SELECTED PASSAGE →
Polemic

Hamish Campbell – Aotearoa New Zealand

GitHub Twitter LinkedIn Keybase

Of Suburbs and Open Data Barriers

10 Sep 2015

This is a a follow-up to my first Auckland Suburbs map. As I outlined earlier, the only authoritative suburbs dataset for New Zealand is the NZ Localities dataset. The data is maintained by the New Zealand Fire Service Commission (NZFSC) and has been the subject of one of the longest running OIA disputes in NZ.

In this post I expand a bit more on the background of the data and demonstrate why the NZFSC's licensing approach has proven counter-productive to their aims.

Localities and Suburbs

What is the NZ localities dataset? As follows:1

The data stored in the dataset describes the boundaries between different ‘localities’, or parts of the entire country. It might be understood as describing the boundaries between suburbs, but this would not be accurate as many ‘localities’ are not suburbs of a town or city, and public perceptions of where one suburb starts and another ends may differ from the boundaries defined in the dataset.

While a locality is not technically a suburb - it certainly comprises of suburbs as we would commonly understand them to be. And indeed, this is how the data is commonly used.

The NZFSC has stated2 that:

The NZ Localities dataset is available for distribution, and NZ Fire Service promote the use of this dataset as all emergency services are using the data for reference and to support emergency response. The dataset is managed and maintained by a consortium including NZ Fire Service, NZ Post and Quotable Value NZ.

On the face of it, this is superb. It is a localities dataset, produced in partnership with our postal service and local authorities, available for free and ostensibly promoted for further use as an authoritative reference.

Putting up Barriers

Unfortunately there is a big catch. While free, the data is distributed under a license agreement with NZFSC as licensor. The license can not be transferred and can be terminated at any time.

It also prevents the following uses:

  • You may not incorporate the data into a project in such a way that someone can extract the data,
  • You may not modify the data, aside from text formatting and geographic re-projections,
  • You may not sell, lease or otherwise provide the data for commercial gain.

AIM →
In the post about New Zealand suburbs data, which organization maintains the NZ Localities dataset?

DATA ROWS →

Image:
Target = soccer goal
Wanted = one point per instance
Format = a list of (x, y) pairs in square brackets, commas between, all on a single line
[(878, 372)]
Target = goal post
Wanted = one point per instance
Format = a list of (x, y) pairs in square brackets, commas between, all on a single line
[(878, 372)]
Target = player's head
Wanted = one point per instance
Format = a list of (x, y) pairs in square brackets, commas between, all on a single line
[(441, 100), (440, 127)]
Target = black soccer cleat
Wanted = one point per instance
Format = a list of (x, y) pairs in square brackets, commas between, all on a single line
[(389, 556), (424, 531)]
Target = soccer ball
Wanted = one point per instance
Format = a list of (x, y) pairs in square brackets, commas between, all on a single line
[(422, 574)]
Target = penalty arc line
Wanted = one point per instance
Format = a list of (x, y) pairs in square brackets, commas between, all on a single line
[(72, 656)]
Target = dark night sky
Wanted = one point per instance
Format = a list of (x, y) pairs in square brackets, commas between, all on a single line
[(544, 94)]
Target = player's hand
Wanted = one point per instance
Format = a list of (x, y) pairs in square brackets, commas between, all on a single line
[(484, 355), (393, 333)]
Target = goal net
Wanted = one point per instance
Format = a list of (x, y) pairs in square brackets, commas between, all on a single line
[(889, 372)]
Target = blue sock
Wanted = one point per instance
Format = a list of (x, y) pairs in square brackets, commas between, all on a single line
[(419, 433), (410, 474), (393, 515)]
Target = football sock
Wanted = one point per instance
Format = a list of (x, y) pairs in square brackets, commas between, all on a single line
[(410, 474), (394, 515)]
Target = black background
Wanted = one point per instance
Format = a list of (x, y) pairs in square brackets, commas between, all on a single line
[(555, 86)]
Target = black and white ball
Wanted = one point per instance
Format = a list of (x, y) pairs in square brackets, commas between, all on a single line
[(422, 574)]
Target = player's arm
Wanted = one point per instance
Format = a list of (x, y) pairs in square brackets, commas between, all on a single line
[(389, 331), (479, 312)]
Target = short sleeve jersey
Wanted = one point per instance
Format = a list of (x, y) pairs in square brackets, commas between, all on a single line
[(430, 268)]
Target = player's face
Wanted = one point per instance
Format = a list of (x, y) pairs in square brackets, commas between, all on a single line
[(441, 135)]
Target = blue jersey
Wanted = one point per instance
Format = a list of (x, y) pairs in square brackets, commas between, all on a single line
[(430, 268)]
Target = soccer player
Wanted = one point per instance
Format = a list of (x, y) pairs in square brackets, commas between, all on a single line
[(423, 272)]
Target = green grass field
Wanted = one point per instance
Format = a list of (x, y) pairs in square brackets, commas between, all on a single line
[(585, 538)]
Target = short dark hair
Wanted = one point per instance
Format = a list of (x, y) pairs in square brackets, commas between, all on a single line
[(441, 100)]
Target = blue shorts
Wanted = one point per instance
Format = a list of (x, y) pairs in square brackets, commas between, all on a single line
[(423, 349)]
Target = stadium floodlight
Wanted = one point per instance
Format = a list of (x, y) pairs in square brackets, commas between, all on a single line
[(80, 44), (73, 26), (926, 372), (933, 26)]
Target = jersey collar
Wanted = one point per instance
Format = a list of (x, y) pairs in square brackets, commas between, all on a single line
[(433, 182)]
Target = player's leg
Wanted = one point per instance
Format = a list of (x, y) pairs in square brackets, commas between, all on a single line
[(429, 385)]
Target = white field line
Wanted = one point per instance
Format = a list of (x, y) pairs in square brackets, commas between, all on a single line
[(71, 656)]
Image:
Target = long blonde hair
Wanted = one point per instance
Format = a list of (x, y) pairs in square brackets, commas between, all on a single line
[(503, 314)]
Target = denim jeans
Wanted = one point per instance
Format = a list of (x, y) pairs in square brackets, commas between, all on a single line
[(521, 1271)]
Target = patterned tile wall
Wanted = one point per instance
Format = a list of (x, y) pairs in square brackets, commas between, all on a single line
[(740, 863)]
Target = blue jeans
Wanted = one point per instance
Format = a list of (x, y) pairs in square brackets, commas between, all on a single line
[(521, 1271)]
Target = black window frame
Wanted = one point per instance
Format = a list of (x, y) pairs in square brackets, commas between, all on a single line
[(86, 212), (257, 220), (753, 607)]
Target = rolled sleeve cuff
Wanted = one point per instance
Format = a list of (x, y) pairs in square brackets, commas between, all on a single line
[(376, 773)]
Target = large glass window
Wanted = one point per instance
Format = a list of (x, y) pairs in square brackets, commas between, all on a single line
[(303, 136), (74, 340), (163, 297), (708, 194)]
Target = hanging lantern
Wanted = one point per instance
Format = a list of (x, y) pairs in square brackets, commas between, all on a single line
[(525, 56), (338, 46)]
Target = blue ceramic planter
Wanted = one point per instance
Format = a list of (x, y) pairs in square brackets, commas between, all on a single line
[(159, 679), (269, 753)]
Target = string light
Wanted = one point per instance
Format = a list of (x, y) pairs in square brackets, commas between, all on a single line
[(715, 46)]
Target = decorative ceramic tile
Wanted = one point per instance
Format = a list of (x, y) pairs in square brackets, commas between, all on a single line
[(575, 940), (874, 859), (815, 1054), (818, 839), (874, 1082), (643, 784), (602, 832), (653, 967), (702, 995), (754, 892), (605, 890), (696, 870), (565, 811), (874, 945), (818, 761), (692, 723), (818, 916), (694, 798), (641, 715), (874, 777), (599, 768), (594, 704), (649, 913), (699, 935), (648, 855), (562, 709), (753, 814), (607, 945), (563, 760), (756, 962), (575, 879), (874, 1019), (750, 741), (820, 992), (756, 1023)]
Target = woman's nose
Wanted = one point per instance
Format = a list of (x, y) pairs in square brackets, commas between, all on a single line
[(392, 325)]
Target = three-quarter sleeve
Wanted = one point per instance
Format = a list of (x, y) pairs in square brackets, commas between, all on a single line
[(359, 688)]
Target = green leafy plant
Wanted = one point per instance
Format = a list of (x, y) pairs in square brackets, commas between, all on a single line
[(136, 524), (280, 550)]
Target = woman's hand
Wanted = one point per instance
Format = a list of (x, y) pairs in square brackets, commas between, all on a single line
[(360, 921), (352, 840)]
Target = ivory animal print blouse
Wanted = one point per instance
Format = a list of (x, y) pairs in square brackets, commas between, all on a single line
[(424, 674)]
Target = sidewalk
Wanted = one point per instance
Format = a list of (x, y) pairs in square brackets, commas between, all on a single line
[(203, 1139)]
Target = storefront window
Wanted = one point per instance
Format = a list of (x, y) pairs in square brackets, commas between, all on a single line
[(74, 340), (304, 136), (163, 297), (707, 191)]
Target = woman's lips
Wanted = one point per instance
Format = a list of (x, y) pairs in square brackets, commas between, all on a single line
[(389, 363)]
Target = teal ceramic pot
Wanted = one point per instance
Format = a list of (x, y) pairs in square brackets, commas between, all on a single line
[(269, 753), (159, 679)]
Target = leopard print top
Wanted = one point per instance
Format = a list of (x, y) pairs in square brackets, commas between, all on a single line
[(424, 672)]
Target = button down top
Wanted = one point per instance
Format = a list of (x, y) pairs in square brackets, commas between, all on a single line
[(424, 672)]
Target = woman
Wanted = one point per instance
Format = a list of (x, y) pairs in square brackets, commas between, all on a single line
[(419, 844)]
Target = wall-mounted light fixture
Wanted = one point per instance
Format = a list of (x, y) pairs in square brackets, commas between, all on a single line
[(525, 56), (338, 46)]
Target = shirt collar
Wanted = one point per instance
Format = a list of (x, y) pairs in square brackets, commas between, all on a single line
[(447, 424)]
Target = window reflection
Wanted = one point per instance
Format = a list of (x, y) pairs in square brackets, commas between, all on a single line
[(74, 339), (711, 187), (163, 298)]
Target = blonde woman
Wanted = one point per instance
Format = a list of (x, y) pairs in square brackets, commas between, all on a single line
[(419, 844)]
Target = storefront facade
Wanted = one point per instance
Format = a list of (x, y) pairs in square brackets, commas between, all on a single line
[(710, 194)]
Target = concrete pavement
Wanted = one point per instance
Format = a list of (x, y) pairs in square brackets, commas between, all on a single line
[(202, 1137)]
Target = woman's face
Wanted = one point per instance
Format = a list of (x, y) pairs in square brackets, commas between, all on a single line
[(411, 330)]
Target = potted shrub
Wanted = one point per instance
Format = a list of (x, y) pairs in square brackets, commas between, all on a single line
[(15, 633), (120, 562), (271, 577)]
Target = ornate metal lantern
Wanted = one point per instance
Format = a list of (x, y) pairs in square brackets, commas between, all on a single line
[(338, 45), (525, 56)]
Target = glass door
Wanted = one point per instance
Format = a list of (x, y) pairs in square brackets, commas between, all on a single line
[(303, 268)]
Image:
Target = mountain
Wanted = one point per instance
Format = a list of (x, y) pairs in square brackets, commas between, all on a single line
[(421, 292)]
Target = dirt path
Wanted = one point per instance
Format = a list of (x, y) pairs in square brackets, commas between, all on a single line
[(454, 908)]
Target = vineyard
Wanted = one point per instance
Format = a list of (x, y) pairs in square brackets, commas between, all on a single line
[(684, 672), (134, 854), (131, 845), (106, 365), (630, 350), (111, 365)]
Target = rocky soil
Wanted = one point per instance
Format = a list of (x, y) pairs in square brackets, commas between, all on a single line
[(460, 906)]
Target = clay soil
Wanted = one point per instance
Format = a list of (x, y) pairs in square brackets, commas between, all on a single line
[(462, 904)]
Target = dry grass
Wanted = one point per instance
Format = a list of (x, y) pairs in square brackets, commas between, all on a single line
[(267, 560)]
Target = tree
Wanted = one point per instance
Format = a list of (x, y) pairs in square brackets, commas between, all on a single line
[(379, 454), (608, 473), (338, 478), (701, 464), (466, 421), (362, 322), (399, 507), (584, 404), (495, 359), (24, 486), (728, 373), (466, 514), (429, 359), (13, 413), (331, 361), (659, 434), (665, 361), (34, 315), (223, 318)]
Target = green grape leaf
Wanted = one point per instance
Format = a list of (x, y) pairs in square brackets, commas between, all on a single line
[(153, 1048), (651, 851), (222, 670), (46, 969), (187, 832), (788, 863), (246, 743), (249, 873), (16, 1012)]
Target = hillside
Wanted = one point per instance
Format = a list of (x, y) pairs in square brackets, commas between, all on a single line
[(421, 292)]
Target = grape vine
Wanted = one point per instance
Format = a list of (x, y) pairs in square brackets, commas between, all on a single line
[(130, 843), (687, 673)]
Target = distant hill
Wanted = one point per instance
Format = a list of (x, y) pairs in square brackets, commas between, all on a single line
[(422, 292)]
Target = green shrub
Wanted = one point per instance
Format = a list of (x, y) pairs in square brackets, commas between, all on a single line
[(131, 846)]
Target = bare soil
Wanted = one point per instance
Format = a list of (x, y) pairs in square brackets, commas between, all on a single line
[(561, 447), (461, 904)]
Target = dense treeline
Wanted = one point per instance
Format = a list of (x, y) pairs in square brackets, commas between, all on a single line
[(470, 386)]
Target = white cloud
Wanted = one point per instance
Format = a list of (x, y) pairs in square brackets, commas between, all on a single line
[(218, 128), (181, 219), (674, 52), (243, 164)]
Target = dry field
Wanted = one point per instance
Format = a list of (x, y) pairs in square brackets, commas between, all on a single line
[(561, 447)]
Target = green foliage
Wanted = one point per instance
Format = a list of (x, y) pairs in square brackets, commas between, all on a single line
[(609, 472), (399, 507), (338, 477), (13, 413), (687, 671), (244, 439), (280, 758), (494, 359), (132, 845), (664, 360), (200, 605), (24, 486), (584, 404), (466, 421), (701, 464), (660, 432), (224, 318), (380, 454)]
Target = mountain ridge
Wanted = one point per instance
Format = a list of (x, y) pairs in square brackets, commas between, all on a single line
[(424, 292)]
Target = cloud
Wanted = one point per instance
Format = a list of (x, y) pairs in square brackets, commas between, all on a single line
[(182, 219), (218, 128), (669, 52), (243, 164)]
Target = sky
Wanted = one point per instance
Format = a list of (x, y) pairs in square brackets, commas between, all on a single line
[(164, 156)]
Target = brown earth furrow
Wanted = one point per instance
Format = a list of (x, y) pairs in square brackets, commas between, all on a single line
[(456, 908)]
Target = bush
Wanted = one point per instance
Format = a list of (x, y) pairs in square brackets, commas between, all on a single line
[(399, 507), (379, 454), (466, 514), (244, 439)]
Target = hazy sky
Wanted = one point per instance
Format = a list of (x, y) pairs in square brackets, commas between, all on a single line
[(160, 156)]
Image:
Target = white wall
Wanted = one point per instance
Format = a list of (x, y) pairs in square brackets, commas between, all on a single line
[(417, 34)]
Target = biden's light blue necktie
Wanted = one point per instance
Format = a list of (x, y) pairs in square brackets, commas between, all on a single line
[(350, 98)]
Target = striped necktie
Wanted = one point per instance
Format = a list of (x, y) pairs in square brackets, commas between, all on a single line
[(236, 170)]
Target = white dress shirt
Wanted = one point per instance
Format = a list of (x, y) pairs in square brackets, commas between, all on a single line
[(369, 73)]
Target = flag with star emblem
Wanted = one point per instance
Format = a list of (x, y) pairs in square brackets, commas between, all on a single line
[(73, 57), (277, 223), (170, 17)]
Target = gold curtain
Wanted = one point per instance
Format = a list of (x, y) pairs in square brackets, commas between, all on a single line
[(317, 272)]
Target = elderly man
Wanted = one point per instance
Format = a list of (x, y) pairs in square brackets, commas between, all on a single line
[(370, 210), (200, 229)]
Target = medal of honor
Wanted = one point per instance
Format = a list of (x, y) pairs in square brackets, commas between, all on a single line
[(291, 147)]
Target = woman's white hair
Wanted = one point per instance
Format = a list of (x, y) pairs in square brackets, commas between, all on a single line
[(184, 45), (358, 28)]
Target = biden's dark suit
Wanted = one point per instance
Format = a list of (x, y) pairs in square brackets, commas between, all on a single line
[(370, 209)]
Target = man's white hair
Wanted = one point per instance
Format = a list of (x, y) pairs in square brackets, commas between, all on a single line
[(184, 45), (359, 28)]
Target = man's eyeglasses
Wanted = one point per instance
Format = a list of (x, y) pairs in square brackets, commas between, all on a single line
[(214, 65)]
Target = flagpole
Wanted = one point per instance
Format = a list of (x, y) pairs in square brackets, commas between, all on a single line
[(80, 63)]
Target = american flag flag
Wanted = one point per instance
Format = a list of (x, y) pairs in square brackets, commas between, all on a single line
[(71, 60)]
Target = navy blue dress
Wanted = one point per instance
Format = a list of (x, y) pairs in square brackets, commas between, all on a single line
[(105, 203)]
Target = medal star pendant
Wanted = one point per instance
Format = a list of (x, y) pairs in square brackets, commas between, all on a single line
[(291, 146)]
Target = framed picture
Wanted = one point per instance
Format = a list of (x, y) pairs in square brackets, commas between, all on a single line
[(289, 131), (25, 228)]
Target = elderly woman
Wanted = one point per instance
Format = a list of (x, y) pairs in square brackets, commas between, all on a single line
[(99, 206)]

SOLUTION TO THIS PROBLEM →
The New Zealand Fire Service Commission (NZFSC).